[Aim]: In the material, from the line with "Where can you see the red stripe" through the end, replace "apartment building" with "office building" and write those lines out again with nothing else changed.
-- START OF Rows --
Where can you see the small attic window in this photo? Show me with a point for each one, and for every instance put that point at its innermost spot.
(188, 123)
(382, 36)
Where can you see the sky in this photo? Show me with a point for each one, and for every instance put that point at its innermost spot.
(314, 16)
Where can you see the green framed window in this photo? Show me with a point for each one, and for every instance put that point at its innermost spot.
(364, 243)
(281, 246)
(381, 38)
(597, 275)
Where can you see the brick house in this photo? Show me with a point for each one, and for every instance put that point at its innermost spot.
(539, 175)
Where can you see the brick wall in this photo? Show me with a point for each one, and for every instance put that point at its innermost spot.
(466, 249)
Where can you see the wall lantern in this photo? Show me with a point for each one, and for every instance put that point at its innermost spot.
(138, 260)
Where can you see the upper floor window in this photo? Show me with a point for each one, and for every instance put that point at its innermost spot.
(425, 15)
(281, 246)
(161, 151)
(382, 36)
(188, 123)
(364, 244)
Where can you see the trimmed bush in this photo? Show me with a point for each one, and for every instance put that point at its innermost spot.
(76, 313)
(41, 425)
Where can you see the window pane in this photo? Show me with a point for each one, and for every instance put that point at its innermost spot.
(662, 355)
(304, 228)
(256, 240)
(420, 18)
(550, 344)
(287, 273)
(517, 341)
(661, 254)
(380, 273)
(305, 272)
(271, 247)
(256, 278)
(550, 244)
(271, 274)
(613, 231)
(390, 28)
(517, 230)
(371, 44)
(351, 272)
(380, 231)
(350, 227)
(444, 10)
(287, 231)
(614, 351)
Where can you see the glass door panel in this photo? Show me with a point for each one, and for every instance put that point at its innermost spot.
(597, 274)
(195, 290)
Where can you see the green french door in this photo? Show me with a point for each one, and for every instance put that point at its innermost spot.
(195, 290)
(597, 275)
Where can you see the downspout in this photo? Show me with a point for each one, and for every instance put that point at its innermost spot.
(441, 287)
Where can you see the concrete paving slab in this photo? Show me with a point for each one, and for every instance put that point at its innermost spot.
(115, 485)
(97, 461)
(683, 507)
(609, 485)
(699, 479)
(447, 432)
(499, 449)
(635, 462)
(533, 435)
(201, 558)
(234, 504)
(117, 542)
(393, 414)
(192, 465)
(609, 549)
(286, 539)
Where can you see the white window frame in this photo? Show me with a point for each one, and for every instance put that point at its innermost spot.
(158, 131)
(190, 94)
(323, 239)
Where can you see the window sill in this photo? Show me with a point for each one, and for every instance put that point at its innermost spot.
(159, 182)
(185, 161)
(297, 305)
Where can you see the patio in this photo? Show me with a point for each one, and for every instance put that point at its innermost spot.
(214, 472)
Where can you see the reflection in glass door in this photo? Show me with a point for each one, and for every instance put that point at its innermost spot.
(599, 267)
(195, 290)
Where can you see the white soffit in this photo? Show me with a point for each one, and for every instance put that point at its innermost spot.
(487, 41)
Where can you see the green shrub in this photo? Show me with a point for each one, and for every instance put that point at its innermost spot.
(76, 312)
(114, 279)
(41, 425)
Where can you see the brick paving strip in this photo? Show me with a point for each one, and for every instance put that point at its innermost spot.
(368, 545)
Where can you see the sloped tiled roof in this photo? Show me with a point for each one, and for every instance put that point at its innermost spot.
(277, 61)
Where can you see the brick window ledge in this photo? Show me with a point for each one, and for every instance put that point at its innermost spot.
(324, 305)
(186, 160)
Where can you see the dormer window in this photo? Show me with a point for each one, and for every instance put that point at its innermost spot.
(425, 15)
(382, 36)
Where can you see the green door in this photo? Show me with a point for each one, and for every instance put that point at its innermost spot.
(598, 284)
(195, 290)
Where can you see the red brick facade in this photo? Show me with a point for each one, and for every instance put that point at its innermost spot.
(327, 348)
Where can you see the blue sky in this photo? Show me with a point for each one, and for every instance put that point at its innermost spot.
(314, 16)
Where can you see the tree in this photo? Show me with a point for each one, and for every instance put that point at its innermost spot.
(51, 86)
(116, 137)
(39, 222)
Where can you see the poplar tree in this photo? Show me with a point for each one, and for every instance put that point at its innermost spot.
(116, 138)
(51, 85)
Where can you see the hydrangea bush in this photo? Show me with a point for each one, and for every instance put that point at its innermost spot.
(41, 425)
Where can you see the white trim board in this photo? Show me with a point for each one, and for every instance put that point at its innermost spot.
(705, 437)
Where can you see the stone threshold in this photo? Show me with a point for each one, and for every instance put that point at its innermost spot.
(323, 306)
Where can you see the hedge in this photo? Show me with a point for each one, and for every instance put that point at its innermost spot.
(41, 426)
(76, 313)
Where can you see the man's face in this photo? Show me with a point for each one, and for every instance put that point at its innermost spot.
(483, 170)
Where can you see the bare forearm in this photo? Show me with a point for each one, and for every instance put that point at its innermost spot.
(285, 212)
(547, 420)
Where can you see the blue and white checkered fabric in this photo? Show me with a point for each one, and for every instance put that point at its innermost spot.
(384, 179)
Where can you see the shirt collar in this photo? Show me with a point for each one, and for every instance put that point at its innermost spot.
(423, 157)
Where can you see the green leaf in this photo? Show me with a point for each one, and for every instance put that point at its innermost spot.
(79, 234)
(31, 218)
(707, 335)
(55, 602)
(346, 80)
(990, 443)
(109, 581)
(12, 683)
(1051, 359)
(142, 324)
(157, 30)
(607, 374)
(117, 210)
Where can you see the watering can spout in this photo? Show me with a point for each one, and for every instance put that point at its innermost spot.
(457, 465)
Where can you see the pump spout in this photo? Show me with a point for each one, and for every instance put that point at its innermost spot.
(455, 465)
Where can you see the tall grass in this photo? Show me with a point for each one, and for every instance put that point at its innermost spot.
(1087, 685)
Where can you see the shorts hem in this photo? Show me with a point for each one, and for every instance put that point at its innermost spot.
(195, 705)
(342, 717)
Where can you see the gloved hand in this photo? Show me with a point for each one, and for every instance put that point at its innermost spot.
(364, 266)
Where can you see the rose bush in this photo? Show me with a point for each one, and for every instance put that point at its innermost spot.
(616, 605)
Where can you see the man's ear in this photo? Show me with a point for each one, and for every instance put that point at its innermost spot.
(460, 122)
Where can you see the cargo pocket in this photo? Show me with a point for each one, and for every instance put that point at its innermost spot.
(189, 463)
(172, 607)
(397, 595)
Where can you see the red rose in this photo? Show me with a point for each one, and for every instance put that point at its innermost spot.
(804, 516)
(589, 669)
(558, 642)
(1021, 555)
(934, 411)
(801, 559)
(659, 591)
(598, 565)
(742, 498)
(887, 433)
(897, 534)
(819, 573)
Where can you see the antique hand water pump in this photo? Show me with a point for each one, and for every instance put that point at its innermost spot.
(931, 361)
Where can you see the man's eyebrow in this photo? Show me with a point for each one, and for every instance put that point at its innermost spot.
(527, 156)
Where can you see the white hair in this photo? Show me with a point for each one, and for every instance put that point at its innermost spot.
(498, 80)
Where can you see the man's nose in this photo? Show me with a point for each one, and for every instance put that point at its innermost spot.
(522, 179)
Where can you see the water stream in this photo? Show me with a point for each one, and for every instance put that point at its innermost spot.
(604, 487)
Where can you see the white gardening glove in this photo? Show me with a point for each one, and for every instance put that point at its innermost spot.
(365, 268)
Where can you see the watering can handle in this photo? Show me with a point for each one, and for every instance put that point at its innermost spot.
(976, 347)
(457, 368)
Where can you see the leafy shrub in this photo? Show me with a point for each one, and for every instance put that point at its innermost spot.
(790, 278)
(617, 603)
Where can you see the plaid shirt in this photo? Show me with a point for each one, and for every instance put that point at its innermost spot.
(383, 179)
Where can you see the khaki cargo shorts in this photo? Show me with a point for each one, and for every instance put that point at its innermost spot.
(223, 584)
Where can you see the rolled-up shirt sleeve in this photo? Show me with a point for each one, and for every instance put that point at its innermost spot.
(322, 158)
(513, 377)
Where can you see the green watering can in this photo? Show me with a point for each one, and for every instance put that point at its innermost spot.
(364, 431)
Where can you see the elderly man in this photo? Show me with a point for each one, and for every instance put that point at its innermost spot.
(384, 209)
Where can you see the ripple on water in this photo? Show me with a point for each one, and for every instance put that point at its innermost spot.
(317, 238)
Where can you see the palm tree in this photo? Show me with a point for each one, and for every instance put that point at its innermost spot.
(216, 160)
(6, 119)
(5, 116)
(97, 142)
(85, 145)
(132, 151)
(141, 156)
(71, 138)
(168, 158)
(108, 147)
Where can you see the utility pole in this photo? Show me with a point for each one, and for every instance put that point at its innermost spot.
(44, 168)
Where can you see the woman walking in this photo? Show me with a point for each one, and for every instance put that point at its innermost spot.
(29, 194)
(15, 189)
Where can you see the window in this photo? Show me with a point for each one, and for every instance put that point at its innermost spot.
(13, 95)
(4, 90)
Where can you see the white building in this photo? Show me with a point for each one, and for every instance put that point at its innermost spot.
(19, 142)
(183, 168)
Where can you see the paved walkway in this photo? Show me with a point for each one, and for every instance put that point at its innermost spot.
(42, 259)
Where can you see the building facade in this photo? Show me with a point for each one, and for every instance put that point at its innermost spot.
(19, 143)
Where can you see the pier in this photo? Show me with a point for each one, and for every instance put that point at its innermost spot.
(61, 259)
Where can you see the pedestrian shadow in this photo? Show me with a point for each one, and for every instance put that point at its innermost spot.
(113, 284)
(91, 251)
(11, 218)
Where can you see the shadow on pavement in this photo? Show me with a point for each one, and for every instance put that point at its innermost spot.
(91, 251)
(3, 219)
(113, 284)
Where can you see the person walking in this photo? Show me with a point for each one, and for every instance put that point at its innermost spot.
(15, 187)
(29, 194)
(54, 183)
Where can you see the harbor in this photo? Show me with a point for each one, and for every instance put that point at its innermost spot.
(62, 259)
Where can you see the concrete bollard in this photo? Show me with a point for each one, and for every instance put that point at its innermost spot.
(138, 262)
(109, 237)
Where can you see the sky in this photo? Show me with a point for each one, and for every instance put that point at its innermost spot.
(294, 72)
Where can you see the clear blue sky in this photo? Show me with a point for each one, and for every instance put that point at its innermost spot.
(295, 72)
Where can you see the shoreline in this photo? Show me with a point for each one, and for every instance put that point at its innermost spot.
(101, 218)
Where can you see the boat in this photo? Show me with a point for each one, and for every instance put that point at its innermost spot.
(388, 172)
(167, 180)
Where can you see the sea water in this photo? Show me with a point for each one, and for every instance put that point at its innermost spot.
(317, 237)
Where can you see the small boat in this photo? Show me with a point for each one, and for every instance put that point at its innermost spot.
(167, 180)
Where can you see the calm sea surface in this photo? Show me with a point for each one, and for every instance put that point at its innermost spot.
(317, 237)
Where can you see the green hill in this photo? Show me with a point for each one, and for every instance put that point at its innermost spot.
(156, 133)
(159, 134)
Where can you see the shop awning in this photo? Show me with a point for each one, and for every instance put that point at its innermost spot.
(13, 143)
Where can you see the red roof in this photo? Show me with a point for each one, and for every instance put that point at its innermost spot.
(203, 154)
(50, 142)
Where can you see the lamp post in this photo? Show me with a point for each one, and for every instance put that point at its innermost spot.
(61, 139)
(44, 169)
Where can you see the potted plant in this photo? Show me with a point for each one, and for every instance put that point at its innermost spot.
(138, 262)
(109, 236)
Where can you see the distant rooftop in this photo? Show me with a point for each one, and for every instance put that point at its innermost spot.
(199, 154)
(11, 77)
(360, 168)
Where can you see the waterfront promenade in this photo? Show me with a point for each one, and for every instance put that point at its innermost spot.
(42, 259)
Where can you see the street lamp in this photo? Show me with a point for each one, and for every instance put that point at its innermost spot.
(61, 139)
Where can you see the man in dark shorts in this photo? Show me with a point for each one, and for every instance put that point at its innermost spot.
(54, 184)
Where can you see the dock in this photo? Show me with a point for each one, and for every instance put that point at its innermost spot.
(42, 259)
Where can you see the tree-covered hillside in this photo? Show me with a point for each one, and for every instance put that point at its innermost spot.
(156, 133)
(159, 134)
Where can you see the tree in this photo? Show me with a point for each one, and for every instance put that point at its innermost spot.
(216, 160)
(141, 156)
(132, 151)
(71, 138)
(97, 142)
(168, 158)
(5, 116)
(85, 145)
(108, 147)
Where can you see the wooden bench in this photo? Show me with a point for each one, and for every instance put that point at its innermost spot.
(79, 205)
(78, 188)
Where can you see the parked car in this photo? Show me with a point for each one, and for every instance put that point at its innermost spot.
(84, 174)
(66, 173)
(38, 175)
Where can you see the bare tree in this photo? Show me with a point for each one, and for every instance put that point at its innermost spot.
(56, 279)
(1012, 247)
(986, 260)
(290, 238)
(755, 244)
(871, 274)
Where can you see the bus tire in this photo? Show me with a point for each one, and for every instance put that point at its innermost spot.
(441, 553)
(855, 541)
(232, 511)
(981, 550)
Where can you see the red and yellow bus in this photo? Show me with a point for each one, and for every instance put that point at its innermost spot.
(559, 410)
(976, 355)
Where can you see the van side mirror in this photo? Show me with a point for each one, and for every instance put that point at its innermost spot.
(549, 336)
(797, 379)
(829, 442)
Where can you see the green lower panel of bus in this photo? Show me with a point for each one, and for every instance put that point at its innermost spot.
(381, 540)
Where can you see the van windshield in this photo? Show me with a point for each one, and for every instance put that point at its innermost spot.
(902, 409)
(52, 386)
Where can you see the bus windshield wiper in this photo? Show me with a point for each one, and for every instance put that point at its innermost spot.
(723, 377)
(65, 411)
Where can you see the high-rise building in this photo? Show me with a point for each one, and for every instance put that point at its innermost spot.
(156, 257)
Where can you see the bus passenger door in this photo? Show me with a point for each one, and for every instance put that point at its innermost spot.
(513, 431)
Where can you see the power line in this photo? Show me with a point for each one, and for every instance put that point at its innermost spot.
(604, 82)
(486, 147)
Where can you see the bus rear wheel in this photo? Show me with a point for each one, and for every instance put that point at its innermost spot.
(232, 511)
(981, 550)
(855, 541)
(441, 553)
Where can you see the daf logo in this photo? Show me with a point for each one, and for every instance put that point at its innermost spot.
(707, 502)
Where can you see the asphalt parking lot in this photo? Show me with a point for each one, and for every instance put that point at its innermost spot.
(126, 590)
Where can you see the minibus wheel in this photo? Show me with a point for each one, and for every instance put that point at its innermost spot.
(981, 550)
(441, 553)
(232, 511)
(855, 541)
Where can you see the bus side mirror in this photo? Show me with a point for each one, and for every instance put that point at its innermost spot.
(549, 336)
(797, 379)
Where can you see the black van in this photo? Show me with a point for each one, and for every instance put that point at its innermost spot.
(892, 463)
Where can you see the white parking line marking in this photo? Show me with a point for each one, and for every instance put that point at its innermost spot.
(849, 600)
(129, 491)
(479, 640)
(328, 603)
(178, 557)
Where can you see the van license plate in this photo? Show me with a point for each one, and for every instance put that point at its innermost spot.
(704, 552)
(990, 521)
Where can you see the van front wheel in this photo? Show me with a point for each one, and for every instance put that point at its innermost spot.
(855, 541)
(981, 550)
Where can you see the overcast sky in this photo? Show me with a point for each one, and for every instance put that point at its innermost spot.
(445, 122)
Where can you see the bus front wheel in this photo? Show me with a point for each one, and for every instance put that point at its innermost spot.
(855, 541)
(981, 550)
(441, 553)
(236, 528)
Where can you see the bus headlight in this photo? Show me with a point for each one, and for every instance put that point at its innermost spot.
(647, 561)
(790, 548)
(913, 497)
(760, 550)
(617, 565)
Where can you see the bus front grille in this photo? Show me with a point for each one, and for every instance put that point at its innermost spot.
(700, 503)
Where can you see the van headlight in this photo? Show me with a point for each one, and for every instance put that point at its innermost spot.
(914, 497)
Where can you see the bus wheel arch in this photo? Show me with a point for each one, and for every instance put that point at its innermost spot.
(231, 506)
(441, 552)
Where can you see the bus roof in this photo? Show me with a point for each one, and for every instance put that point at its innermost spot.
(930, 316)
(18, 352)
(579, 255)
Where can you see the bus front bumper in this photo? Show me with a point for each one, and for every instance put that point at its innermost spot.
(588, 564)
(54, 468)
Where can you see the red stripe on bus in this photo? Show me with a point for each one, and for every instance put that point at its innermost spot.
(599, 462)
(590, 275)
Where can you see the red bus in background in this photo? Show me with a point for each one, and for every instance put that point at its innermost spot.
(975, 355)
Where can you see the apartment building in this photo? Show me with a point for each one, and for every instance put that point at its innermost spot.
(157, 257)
-- END OF Rows --
[Solution to this exercise]:
Where can you see the red stripe on bus in this photo? Show me with a point for each one, and for every instance put that point at its innermost spot.
(599, 462)
(590, 275)
Where can you see the red bus in background in this photo? Show me with a point for each one, and for every instance put that point at its innermost spot.
(975, 355)
Where can you see the office building in this photo? Show me with a point for each one, and for every instance put that point at its innermost spot.
(157, 257)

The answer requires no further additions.